_Work required:_ Count the lines in the records below that contain the word "green", with case counting, and give only the number.

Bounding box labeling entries

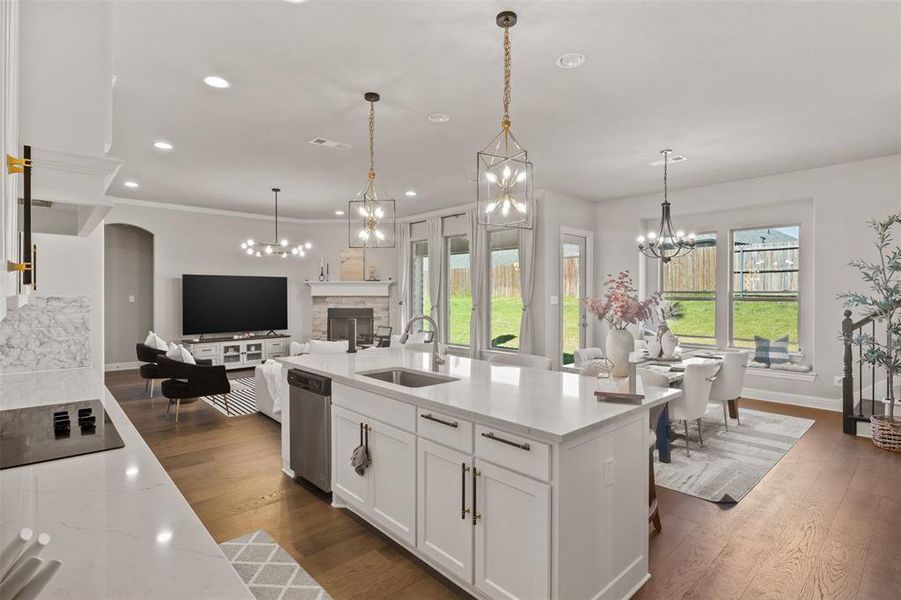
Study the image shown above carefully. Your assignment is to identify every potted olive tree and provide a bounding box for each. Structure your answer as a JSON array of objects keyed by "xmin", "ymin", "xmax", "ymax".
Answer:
[{"xmin": 839, "ymin": 212, "xmax": 901, "ymax": 452}]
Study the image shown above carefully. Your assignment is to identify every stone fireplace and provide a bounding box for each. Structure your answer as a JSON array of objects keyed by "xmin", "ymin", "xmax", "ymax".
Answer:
[{"xmin": 326, "ymin": 308, "xmax": 375, "ymax": 344}]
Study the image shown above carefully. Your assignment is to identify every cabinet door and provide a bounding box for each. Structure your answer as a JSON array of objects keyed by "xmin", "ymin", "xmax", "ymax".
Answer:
[
  {"xmin": 332, "ymin": 406, "xmax": 369, "ymax": 511},
  {"xmin": 366, "ymin": 419, "xmax": 416, "ymax": 546},
  {"xmin": 473, "ymin": 460, "xmax": 551, "ymax": 600},
  {"xmin": 416, "ymin": 438, "xmax": 473, "ymax": 583}
]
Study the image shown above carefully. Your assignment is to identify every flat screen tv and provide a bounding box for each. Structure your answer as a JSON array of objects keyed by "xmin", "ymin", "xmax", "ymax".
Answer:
[{"xmin": 181, "ymin": 275, "xmax": 288, "ymax": 335}]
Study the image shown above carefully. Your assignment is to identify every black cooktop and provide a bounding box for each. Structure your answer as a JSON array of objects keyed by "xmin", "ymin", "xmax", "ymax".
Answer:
[{"xmin": 0, "ymin": 400, "xmax": 125, "ymax": 469}]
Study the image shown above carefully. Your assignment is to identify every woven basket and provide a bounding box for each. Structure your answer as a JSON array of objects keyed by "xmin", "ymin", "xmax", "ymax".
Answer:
[{"xmin": 870, "ymin": 415, "xmax": 901, "ymax": 452}]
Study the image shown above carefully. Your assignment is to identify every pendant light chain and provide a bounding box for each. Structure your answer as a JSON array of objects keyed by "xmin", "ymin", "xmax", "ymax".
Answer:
[{"xmin": 501, "ymin": 27, "xmax": 511, "ymax": 131}]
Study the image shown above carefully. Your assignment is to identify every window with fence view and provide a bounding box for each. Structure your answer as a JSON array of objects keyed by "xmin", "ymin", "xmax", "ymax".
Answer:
[
  {"xmin": 661, "ymin": 233, "xmax": 716, "ymax": 345},
  {"xmin": 412, "ymin": 240, "xmax": 432, "ymax": 331},
  {"xmin": 489, "ymin": 229, "xmax": 522, "ymax": 350},
  {"xmin": 730, "ymin": 225, "xmax": 801, "ymax": 351},
  {"xmin": 447, "ymin": 235, "xmax": 472, "ymax": 346}
]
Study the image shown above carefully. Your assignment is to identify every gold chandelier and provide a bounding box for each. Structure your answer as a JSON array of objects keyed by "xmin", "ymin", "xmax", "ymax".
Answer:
[
  {"xmin": 476, "ymin": 11, "xmax": 534, "ymax": 229},
  {"xmin": 347, "ymin": 92, "xmax": 395, "ymax": 248}
]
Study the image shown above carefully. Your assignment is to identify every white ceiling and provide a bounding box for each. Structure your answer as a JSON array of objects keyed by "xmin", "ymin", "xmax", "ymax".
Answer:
[{"xmin": 110, "ymin": 0, "xmax": 901, "ymax": 218}]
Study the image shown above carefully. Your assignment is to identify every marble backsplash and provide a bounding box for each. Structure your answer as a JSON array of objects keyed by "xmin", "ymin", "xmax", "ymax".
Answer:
[{"xmin": 0, "ymin": 296, "xmax": 91, "ymax": 373}]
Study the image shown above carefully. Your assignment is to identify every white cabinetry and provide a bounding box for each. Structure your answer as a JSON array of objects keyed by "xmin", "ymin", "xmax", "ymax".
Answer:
[
  {"xmin": 332, "ymin": 406, "xmax": 416, "ymax": 545},
  {"xmin": 473, "ymin": 459, "xmax": 551, "ymax": 600}
]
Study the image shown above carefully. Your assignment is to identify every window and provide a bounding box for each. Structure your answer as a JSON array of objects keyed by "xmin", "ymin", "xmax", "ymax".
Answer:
[
  {"xmin": 489, "ymin": 229, "xmax": 522, "ymax": 350},
  {"xmin": 446, "ymin": 235, "xmax": 472, "ymax": 346},
  {"xmin": 730, "ymin": 225, "xmax": 801, "ymax": 351},
  {"xmin": 410, "ymin": 240, "xmax": 432, "ymax": 331},
  {"xmin": 661, "ymin": 233, "xmax": 716, "ymax": 345}
]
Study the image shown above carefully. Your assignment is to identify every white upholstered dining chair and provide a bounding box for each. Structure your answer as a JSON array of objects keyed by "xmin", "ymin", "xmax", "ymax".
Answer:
[
  {"xmin": 669, "ymin": 361, "xmax": 720, "ymax": 456},
  {"xmin": 710, "ymin": 350, "xmax": 751, "ymax": 431},
  {"xmin": 488, "ymin": 352, "xmax": 551, "ymax": 371}
]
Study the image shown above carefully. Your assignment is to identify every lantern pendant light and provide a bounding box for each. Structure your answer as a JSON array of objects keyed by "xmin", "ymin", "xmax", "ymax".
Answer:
[
  {"xmin": 476, "ymin": 11, "xmax": 534, "ymax": 229},
  {"xmin": 637, "ymin": 148, "xmax": 695, "ymax": 263},
  {"xmin": 347, "ymin": 92, "xmax": 395, "ymax": 248},
  {"xmin": 241, "ymin": 188, "xmax": 313, "ymax": 258}
]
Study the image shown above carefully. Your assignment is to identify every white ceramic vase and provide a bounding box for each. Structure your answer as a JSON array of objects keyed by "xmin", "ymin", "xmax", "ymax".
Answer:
[{"xmin": 606, "ymin": 329, "xmax": 635, "ymax": 377}]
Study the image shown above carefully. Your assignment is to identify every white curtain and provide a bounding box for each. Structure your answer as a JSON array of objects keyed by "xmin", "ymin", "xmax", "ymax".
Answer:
[
  {"xmin": 468, "ymin": 211, "xmax": 488, "ymax": 358},
  {"xmin": 395, "ymin": 223, "xmax": 413, "ymax": 333},
  {"xmin": 427, "ymin": 217, "xmax": 447, "ymax": 331},
  {"xmin": 519, "ymin": 203, "xmax": 538, "ymax": 354}
]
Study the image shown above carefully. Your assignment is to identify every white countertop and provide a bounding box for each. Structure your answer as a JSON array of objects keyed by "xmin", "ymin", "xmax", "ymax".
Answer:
[
  {"xmin": 278, "ymin": 348, "xmax": 681, "ymax": 442},
  {"xmin": 0, "ymin": 369, "xmax": 253, "ymax": 599}
]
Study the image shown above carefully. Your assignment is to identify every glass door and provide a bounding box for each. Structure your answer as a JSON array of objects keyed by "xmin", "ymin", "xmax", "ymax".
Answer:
[{"xmin": 560, "ymin": 233, "xmax": 588, "ymax": 367}]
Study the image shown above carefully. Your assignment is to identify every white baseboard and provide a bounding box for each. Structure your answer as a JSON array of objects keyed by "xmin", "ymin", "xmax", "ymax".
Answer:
[
  {"xmin": 103, "ymin": 361, "xmax": 141, "ymax": 371},
  {"xmin": 741, "ymin": 388, "xmax": 842, "ymax": 412}
]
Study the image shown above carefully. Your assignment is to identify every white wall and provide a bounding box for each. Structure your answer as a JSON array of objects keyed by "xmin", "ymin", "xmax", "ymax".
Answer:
[
  {"xmin": 33, "ymin": 227, "xmax": 104, "ymax": 372},
  {"xmin": 105, "ymin": 201, "xmax": 397, "ymax": 350},
  {"xmin": 596, "ymin": 155, "xmax": 901, "ymax": 408}
]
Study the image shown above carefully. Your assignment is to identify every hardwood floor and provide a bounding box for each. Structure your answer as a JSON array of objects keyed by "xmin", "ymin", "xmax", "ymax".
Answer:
[{"xmin": 107, "ymin": 371, "xmax": 901, "ymax": 600}]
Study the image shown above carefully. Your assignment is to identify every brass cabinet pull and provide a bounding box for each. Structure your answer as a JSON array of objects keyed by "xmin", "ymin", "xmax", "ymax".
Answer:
[
  {"xmin": 460, "ymin": 463, "xmax": 469, "ymax": 521},
  {"xmin": 419, "ymin": 413, "xmax": 460, "ymax": 429},
  {"xmin": 482, "ymin": 431, "xmax": 532, "ymax": 452}
]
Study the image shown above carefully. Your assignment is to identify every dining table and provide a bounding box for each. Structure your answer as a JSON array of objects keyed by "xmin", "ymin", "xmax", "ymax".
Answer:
[{"xmin": 629, "ymin": 352, "xmax": 723, "ymax": 463}]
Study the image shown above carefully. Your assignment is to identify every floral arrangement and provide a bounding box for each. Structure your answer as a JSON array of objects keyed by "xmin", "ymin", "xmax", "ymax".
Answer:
[
  {"xmin": 583, "ymin": 271, "xmax": 660, "ymax": 329},
  {"xmin": 838, "ymin": 212, "xmax": 901, "ymax": 420}
]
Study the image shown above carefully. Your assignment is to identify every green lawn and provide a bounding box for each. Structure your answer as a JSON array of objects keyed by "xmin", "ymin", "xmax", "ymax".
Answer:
[{"xmin": 669, "ymin": 300, "xmax": 798, "ymax": 350}]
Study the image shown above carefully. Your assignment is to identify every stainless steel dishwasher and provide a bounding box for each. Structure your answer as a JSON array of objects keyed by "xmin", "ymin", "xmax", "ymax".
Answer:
[{"xmin": 288, "ymin": 369, "xmax": 332, "ymax": 492}]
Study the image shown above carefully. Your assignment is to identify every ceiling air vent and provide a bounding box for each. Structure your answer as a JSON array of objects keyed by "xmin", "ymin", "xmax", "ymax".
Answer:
[
  {"xmin": 310, "ymin": 138, "xmax": 350, "ymax": 150},
  {"xmin": 648, "ymin": 154, "xmax": 688, "ymax": 167}
]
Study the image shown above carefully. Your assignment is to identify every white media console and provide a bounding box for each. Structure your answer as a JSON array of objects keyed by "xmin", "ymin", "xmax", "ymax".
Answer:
[{"xmin": 182, "ymin": 334, "xmax": 291, "ymax": 369}]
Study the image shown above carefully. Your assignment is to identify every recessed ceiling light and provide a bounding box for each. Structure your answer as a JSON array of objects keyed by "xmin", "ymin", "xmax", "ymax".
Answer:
[
  {"xmin": 203, "ymin": 75, "xmax": 231, "ymax": 89},
  {"xmin": 557, "ymin": 52, "xmax": 585, "ymax": 69},
  {"xmin": 648, "ymin": 154, "xmax": 688, "ymax": 167}
]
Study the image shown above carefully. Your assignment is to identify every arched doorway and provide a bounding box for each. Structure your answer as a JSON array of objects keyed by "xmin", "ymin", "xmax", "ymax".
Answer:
[{"xmin": 103, "ymin": 223, "xmax": 153, "ymax": 368}]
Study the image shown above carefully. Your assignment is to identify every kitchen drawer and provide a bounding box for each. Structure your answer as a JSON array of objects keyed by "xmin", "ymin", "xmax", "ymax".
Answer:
[
  {"xmin": 475, "ymin": 425, "xmax": 551, "ymax": 481},
  {"xmin": 266, "ymin": 339, "xmax": 288, "ymax": 354},
  {"xmin": 416, "ymin": 408, "xmax": 472, "ymax": 454},
  {"xmin": 332, "ymin": 383, "xmax": 416, "ymax": 433},
  {"xmin": 191, "ymin": 344, "xmax": 219, "ymax": 358}
]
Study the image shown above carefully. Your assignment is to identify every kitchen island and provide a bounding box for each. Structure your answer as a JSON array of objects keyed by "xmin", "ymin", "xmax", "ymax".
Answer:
[
  {"xmin": 0, "ymin": 369, "xmax": 253, "ymax": 600},
  {"xmin": 279, "ymin": 348, "xmax": 680, "ymax": 600}
]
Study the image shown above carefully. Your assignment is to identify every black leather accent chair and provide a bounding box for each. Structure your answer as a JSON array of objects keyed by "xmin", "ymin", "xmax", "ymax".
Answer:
[
  {"xmin": 159, "ymin": 356, "xmax": 231, "ymax": 423},
  {"xmin": 135, "ymin": 343, "xmax": 166, "ymax": 398}
]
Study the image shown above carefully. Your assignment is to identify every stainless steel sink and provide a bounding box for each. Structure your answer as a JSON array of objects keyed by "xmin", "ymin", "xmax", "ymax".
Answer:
[{"xmin": 357, "ymin": 367, "xmax": 459, "ymax": 387}]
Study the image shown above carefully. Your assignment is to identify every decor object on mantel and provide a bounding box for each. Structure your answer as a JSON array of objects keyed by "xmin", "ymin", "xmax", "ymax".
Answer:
[
  {"xmin": 476, "ymin": 11, "xmax": 533, "ymax": 229},
  {"xmin": 838, "ymin": 212, "xmax": 901, "ymax": 452},
  {"xmin": 241, "ymin": 187, "xmax": 313, "ymax": 258},
  {"xmin": 347, "ymin": 92, "xmax": 396, "ymax": 248},
  {"xmin": 637, "ymin": 148, "xmax": 695, "ymax": 263},
  {"xmin": 584, "ymin": 271, "xmax": 660, "ymax": 377}
]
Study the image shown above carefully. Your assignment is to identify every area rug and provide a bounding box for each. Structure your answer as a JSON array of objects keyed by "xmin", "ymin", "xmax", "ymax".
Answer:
[
  {"xmin": 203, "ymin": 377, "xmax": 258, "ymax": 417},
  {"xmin": 219, "ymin": 531, "xmax": 331, "ymax": 600},
  {"xmin": 654, "ymin": 404, "xmax": 814, "ymax": 503}
]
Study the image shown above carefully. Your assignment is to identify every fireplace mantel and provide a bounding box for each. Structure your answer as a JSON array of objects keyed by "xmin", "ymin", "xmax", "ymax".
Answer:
[{"xmin": 307, "ymin": 280, "xmax": 394, "ymax": 297}]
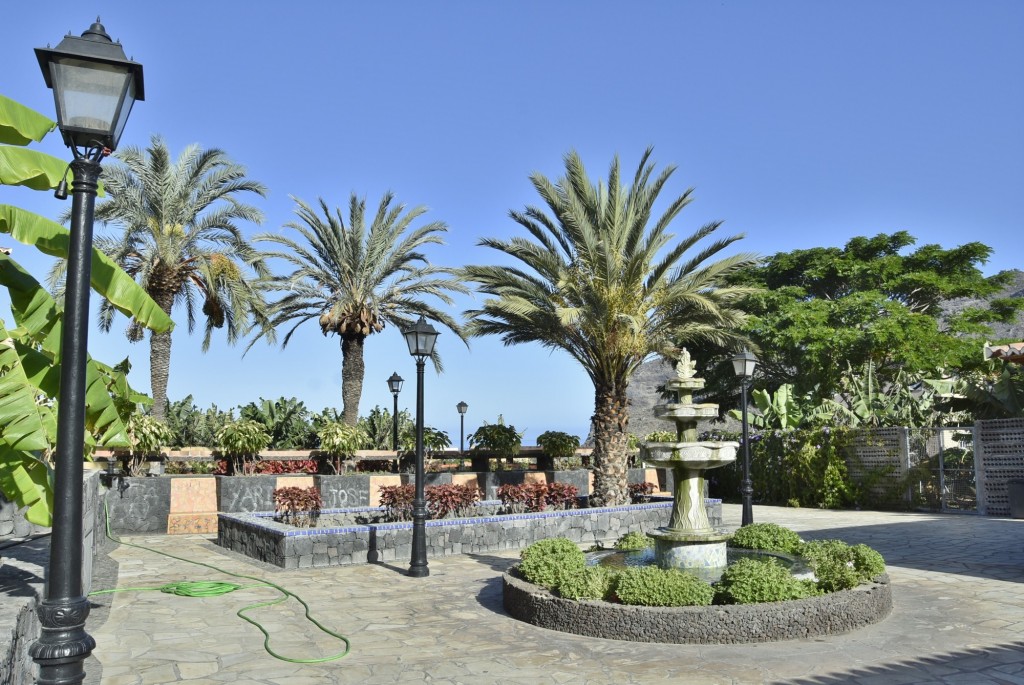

_Exercise answer:_ 1